● **Direction**:
Rewrite every line of the material below as a Markdown table with the columns Row and Line, numbering the rows in order and leaving out blank lines.

[BEGIN Records for this exercise]

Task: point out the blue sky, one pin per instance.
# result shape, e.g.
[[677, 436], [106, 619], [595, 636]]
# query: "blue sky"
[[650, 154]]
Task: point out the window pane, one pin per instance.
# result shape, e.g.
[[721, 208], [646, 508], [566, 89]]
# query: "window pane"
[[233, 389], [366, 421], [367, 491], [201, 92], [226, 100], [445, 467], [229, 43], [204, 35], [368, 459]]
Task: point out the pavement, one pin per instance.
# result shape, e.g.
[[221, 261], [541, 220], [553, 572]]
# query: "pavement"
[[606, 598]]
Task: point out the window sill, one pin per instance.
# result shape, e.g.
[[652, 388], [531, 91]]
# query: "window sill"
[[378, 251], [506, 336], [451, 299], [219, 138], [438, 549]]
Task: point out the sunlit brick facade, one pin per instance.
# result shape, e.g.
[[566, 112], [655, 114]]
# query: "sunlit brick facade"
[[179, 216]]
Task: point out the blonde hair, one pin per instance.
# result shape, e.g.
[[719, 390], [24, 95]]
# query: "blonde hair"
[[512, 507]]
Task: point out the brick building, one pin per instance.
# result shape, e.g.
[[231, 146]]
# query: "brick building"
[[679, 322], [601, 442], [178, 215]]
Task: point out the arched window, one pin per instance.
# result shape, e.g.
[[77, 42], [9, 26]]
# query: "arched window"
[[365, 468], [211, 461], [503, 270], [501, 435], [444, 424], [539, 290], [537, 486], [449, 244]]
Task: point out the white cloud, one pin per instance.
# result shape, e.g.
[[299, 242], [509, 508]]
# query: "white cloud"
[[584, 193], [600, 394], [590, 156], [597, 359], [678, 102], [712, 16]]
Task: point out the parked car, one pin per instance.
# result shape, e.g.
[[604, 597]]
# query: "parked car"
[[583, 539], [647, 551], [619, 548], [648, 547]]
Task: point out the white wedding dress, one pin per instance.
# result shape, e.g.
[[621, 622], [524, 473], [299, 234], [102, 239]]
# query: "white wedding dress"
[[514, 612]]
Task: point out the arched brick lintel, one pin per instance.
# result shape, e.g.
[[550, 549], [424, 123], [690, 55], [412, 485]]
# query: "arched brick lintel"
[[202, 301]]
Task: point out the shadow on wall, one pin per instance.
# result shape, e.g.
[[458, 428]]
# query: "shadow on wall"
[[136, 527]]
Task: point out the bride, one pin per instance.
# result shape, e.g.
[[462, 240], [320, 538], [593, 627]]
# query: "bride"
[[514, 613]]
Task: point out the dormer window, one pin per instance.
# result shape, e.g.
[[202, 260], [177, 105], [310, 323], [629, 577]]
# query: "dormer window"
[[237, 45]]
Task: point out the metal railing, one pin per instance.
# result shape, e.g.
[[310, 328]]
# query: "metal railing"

[END Records for this exercise]

● **Problem solution**:
| Row | Line |
|---|---|
| 1 | Task: point out the blue sky, one pin per instance. |
| 2 | # result shape, e.g. |
| 3 | [[677, 436], [106, 619], [595, 636]] |
| 4 | # query: "blue sky" |
| 5 | [[650, 154]] |
| 6 | Task: point out the window pane, one pin per instance. |
| 7 | # result shape, e.g. |
| 8 | [[721, 208], [646, 508], [566, 89]] |
| 9 | # query: "window pane" |
| 10 | [[233, 389], [366, 421], [367, 491], [201, 92], [226, 100], [445, 467], [229, 43], [204, 35], [368, 459]] |
| 11 | Task: point out the pavement, one pin per instance. |
| 12 | # result shape, e.g. |
| 13 | [[221, 261], [541, 220], [553, 572]] |
| 14 | # query: "pavement" |
| 15 | [[606, 598]] |
| 16 | Task: point out the window sill, one pin per instance. |
| 17 | # result shape, e.g. |
| 18 | [[652, 388], [531, 91]] |
| 19 | # query: "window sill" |
| 20 | [[378, 251], [506, 336], [451, 299], [219, 138], [438, 549]] |
| 21 | Task: point out the sunlit brick facade, one pin per instance. |
| 22 | # result shape, e.g. |
| 23 | [[566, 112], [655, 114]] |
| 24 | # query: "sunlit brick facade" |
| 25 | [[179, 216]] |
| 26 | Task: point out the blonde hair, one pin per instance. |
| 27 | # result shape, e.g. |
| 28 | [[719, 390], [24, 95]] |
| 29 | # query: "blonde hair" |
| 30 | [[512, 507]] |
| 31 | Task: point out the brick building, one pin per instance. |
| 32 | # result shape, e.g. |
| 33 | [[231, 146]] |
| 34 | # query: "brick building" |
| 35 | [[679, 322], [601, 442], [178, 215]] |
| 36 | Task: point out the arched window, one pin per instance. |
| 37 | # result shape, e.g. |
| 38 | [[77, 42], [9, 26]] |
| 39 | # query: "arched window" |
| 40 | [[365, 468], [211, 461], [503, 270], [501, 435], [444, 424], [539, 290], [537, 486], [449, 244]] |
| 41 | Task: point out the white cloud, one pin per instance. |
| 42 | # result shape, e.g. |
| 43 | [[299, 242], [509, 508]] |
| 44 | # query: "white cloud" |
| 45 | [[584, 193], [600, 394], [590, 156], [597, 359], [678, 102], [712, 16]] |
| 46 | Task: point out the parked car, one pin per instance. |
| 47 | # result shape, e.g. |
| 48 | [[604, 597]] |
| 49 | # query: "parked car" |
| 50 | [[583, 539], [647, 551], [619, 548], [648, 547]] |
| 51 | Task: point out the white wedding dress, one pin per instance. |
| 52 | # result shape, e.g. |
| 53 | [[621, 622], [524, 473], [299, 234], [102, 239]] |
| 54 | # query: "white wedding dress" |
| 55 | [[514, 612]] |
| 56 | Task: point out the arched brick lintel, one pin per instance. |
| 57 | # result shape, e.g. |
| 58 | [[550, 549], [424, 123], [690, 55], [412, 485]] |
| 59 | # query: "arched brick lintel" |
| 60 | [[202, 301]] |
| 61 | Task: point out the shadow on wall, one pin per instance. |
| 62 | # result shape, e.g. |
| 63 | [[458, 428]] |
| 64 | # query: "shadow on wall" |
| 65 | [[136, 527]] |
| 66 | Task: point out the bride, one pin per instance. |
| 67 | # result shape, e.g. |
| 68 | [[462, 240], [320, 538], [593, 627]] |
| 69 | # query: "bride" |
| 70 | [[514, 613]] |
| 71 | Task: point out the dormer window, one pin per instance. |
| 72 | # result shape, e.g. |
| 73 | [[202, 260], [177, 105], [310, 323], [629, 577]] |
| 74 | # query: "dormer window" |
| 75 | [[237, 45]] |
| 76 | Task: point out the metal railing, one pin per instance. |
| 77 | # result shape, e.g. |
| 78 | [[310, 328]] |
| 79 | # query: "metal railing" |